**Selection**:
»»
Indian Express, 19 August 2005
The National Rural Employment Guarantee Bill tabled by the UPA in parliament is the most ambitious anti-poverty programme in the history of India. Will the Employment Guaratee Act achieve its laudable goals and reduce poverty among the poorest of the poor? Or, will it become the mother of all scams, milking the taxpayer to line the pockets of corrupt bureaucrats, politicians, contractors and the village elite?
Only if the scheme is strictly honestly implemented and extremely well governed does it have any hope of becoming a genuine anti-poverty programme. The cynicism of those who believe it will be the biggest ever scam will have to be disproved by excellent governance and not merely well-meaning idealism. Is may not be enough to rely on the Right to Information Act that is hoped to give enough empowerment to the rural poor to do the EGA right. The government needs to be extremely watchful, appoint independent monitoring agencies, use the media and the public to the hilt and take harsh action against officers in case of misuse of the scheme.
So big has been the hurry to introduce the EGA, that the UPA has not even delayed it enough to examine the difficulties in the implementation of the Food for Work programme which it introduced last year in 150 most backward districts as a precursor to the EGA. Consequently there has been no time to learn lessons or make improvements.
There are many things that can go wrong in the implementation of the EGA.
1. The EGA has no "allocated" funds. It is like a bottomless pit. Whichever project can be shown to be an EGA project will have to be funded by the central government. Does the central government have the wherewithall to check corruption in the remotest of remote villages across the country? As the Indian Express found a corrupt officer "created" schemes where none existed, forging the signature of a senior officer and using the scheme to amass wealth for himself.
2. In theory, an Employment scheme is the best anti-poverty programme among the category of anti-poverty programmes, most of whom do not work very successfully. In theory, it is only the very poor who come to do unskilled physical work, and when they get better off, they stop coming. This is the basis of the logic on which the scheme is extended to all, and not merely to those who hold BPL cards and are below the poverty line.
In practice this means that one and all in the village can get employment under the programme. The Maharashtra experience has suggested that it is the better networked and thus relatively better-off in the village who get work on locations closest to the village. This pushes the old and weak to far away areas that are less accessible.
Also, considering that extent of disguised unemployment among one and all, even the owners of land-holdings who have more resources and are in a better position to approach the local administration, they often get better deals than the poorest of the poor do.
3. The minimum wage at Rs 60 may sound very low. Yet, when people are so poor that they are willing to work for less, the contractor pays them less and pockets the difference, sharing it with his friends. As the Indian Express reported early this year from Mayurbhaj, one of the 150 backward districts with an 80 percent poverty rate, workers were officially being paid Rs 50, but actually received only Rs 30. This was as much as they earned when they worked as day labourers and was thus the price at which they were willing to work. This meant that 40 percent of the wage component of the scheme was being pilfered.
««
**Extracted data**:
»»
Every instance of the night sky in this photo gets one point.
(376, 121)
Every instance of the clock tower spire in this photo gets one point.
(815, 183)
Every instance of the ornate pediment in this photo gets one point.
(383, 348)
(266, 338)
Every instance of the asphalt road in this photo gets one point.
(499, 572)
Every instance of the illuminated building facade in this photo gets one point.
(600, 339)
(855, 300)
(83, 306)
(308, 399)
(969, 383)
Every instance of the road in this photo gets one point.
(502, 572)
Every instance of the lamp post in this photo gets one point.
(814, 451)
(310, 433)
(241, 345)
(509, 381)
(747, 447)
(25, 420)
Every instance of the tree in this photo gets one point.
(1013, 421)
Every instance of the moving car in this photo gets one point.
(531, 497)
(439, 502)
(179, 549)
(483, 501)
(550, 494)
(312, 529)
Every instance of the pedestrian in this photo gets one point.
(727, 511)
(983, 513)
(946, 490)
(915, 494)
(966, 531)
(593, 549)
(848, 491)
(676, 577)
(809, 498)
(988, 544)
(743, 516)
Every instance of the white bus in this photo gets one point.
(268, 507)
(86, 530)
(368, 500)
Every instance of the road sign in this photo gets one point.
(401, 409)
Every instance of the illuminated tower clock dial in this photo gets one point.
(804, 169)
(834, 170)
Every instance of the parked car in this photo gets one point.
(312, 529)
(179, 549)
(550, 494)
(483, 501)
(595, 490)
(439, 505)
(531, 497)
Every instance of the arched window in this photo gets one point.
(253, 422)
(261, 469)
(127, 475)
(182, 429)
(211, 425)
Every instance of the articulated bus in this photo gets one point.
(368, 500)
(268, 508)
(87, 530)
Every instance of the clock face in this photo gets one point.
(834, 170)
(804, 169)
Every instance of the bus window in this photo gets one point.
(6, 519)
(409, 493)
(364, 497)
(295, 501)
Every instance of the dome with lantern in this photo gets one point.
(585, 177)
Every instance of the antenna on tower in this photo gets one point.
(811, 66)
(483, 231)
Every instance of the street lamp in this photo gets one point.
««
**Task**:
Return the part of the employment guarantee article between "2. In theory, an" and "are less accessible.", inclusive, copied word for word. Use only the employment guarantee article.

**Complete output**:
2. In theory, an Employment scheme is the best anti-poverty programme among the category of anti-poverty programmes, most of whom do not work very successfully. In theory, it is only the very poor who come to do unskilled physical work, and when they get better off, they stop coming. This is the basis of the logic on which the scheme is extended to all, and not merely to those who hold BPL cards and are below the poverty line.
In practice this means that one and all in the village can get employment under the programme. The Maharashtra experience has suggested that it is the better networked and thus relatively better-off in the village who get work on locations closest to the village. This pushes the old and weak to far away areas that are less accessible.